___ MATERIAL ___

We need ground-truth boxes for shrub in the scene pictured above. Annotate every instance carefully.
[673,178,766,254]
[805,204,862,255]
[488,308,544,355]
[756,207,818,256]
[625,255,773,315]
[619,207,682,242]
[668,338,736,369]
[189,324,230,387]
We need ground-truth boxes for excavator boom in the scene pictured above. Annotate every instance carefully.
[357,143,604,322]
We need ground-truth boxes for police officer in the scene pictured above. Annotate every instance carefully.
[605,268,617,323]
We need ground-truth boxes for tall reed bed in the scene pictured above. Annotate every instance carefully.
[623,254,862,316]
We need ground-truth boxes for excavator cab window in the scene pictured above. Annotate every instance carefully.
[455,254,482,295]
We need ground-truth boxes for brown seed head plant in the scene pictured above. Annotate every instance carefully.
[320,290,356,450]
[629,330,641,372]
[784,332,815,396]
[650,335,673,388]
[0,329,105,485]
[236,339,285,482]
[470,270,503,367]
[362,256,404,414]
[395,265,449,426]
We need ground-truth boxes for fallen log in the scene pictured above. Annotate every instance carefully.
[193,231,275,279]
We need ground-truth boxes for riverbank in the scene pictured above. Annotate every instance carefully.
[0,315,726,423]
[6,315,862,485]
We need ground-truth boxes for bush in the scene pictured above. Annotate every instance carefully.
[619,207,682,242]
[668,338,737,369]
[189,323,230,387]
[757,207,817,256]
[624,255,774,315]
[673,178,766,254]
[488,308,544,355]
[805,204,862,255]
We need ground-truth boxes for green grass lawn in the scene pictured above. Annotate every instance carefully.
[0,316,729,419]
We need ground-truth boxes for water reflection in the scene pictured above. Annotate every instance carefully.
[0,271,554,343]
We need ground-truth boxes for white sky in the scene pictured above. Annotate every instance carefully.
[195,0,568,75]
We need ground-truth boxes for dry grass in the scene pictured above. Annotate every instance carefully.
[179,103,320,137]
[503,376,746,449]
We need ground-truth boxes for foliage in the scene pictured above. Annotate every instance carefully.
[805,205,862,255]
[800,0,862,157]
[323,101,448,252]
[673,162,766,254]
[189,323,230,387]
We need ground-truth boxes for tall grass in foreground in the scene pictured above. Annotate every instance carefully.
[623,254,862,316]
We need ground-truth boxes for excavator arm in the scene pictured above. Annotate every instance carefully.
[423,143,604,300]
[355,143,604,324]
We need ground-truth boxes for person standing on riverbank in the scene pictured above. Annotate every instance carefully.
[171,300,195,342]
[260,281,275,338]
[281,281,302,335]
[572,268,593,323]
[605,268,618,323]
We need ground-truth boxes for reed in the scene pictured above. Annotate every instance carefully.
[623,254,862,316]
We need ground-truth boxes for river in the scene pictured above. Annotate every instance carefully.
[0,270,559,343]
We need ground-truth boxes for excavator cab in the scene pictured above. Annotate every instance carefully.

___
___ MATERIAL ___

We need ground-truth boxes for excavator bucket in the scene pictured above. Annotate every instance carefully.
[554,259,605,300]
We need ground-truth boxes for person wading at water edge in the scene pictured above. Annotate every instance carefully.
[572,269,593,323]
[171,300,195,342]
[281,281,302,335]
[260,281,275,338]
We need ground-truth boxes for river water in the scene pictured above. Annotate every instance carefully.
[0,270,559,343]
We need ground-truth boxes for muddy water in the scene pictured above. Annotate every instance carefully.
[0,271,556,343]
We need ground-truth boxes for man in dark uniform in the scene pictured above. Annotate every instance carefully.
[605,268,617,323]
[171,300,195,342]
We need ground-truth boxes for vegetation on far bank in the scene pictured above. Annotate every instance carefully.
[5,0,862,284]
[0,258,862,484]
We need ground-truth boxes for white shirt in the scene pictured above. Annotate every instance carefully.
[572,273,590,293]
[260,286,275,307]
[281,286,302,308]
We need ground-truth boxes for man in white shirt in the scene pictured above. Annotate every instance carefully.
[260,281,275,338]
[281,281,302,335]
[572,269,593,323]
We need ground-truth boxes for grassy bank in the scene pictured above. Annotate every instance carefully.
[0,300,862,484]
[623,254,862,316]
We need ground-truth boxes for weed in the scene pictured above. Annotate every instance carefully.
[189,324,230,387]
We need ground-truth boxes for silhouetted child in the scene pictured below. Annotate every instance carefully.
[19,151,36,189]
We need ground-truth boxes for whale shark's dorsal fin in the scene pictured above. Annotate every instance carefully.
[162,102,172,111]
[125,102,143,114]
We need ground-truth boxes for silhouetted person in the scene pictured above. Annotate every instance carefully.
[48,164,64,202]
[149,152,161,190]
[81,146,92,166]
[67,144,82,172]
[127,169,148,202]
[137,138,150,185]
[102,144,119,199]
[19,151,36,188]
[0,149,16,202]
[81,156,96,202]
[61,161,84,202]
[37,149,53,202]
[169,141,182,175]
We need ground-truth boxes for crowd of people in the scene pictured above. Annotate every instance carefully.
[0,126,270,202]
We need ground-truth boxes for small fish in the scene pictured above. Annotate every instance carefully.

___

= REQUIREMENT =
Give the records from the line containing "We need ground-truth boxes for fallen" through the line containing "[6,315,862,485]" as a JSON list of strings, one string per line, with blank lines omitted.

= RESPONSE TO THIS EXERCISE =
[
  "We need ground-truth boxes for fallen log in the scene pictured above. Annotate every instance carefully.",
  "[193,231,275,279]",
  "We need ground-truth boxes for riverbank in the scene pictured above. Annotate every instance carefully.",
  "[0,315,726,423]",
  "[6,315,862,485]"
]